## Extrait du texte
────
#020 - DETOUR, un film d’Edgar G. Ulmer, 1945.
- LE FILM -
"Al Roberts, un pianiste raté, traverse en stop les États-Unis pour rejoindre sa fiancée. Sur la route, Haskell, un homme en décapotable, le fait monter à son bord. Ayant pris le volant, Al s'arrête pour remettre la capote sous la pluie et découvre le corps sans vie d'Haskell. Apeuré, il se débarrasse de la dépouille et reprend son chemin. Sur la route, il rencontre Vera, une mystérieuse femme qui semble connaitre Haskell..."
"Détour" est un film dont la réputation n'est plus à faire. Encensé par les plus grands maîtres modernes - de Martin Scorsese à David Lynch -, sélectionné par la Bibliothèque du Congrès pour être préservé de par son importance dans l'histoire des arts et de la culture américaine, le film d'Edgar G. Ulmer est aussi considéré comme l'un des premiers films indépendants de l'histoire du cinéma américain, avec un budget restreint de cent mille dollars.
"Détour" traverse notamment le temps car il possède des qualités qui touchent encore nos âmes de mortels augmentés par la technologie. Le film d'Ulmer s'ancre dans notre chair de la même manière qu'il est lié au sort d'Al Roberts, un gars se plaignant de ne pas avoir de chance et qui, par une maladresse illégale, va atteindre un niveau de malchance ultime : être à la main mise d'une personne en capacité de briser votre vie sans pouvoir exposer avec des preuves la vérité.
Le voyage de Roberts, tantôt antipathique tantôt sympathique et bienveillant, bascule ainsi dans une situation de chantage où le pouvoir est féminin, où la femme fatale ne tue pas en tirant dans le dos, mais en manipulant à coup d'insultes, de regards tyranniques et de complot visant du petit comme du gros sou. Le "shut up" vociféré par Ann Savage reste toujours aussi moderne. Les codes du film noir sont présents. Mieux encore, ils sont transfigurés par une écriture et une interprétation au réalisme émotionnel saisissant mêlé à une mise en scène expressionniste détournant - sans mauvais de jeu de mot - l'ambiance tendue du film noir en une atmosphère de pur cauchemar. Aucune échappée n'est possible, le final ne peut qu'être tragique.
────
## Consigne a
Dans la critique de « Détour », remplace "film noir" par "polar" dans le passage allant de "Le voyage de" à "peut qu'être tragique.", puis donne ce passage ainsi modifié.
Ce texte n'a aucun lien avec les entrées qui suivent.
────
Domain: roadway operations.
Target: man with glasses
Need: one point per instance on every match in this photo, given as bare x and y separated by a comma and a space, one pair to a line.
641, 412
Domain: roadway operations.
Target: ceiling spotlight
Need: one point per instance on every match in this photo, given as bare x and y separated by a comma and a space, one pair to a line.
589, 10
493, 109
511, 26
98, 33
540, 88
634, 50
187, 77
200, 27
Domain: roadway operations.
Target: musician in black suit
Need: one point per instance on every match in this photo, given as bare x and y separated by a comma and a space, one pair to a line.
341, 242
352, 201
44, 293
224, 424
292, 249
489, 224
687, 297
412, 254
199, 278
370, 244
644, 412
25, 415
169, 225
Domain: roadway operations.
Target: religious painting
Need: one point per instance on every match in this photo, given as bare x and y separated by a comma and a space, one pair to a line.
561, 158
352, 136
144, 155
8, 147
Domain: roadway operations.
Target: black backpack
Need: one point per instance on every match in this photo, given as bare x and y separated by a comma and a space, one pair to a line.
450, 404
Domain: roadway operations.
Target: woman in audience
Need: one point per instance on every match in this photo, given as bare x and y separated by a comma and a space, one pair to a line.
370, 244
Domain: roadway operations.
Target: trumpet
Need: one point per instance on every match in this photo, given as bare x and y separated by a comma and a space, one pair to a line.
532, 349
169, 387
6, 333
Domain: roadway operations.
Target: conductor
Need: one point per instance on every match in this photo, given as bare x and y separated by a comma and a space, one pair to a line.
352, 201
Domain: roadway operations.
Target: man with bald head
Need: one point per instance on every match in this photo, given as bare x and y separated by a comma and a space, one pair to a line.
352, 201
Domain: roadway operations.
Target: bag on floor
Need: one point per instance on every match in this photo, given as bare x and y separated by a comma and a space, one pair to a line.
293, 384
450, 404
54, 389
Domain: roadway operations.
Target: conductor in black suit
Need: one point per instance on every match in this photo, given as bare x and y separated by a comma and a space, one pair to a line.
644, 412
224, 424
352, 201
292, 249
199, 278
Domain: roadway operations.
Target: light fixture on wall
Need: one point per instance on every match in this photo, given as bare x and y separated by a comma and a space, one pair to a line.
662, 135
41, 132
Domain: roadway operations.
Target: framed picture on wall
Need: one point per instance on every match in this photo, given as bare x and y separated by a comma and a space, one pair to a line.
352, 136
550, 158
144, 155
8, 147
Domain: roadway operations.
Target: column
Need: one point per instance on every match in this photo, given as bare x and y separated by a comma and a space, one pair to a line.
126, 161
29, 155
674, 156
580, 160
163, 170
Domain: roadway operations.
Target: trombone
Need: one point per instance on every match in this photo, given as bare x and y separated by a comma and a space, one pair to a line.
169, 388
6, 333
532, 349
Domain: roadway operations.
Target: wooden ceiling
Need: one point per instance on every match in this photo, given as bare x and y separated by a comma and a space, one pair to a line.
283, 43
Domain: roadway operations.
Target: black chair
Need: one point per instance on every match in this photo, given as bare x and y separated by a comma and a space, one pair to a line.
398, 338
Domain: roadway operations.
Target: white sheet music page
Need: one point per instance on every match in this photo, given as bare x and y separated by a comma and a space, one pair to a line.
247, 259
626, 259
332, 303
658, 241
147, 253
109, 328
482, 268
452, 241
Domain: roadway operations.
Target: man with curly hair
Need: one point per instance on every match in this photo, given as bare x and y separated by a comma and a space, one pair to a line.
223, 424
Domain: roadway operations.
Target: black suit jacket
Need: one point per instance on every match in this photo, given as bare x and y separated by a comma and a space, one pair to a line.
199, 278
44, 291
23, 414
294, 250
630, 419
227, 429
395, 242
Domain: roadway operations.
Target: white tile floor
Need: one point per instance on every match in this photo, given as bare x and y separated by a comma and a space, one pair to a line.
────
## Consigne b
Renvoie chacune des lignes des entrées qui contiennent le mot "white".

## Résultat attendu a
Le voyage de Roberts, tantôt antipathique tantôt sympathique et bienveillant, bascule ainsi dans une situation de chantage où le pouvoir est féminin, où la femme fatale ne tue pas en tirant dans le dos, mais en manipulant à coup d'insultes, de regards tyranniques et de complot visant du petit comme du gros sou. Le "shut up" vociféré par Ann Savage reste toujours aussi moderne. Les codes du polar sont présents. Mieux encore, ils sont transfigurés par une écriture et une interprétation au réalisme émotionnel saisissant mêlé à une mise en scène expressionniste détournant - sans mauvais de jeu de mot - l'ambiance tendue du polar en une atmosphère de pur cauchemar. Aucune échappée n'est possible, le final ne peut qu'être tragique.

## Résultat attendu b
Target: white sheet music page
Target: white tile floor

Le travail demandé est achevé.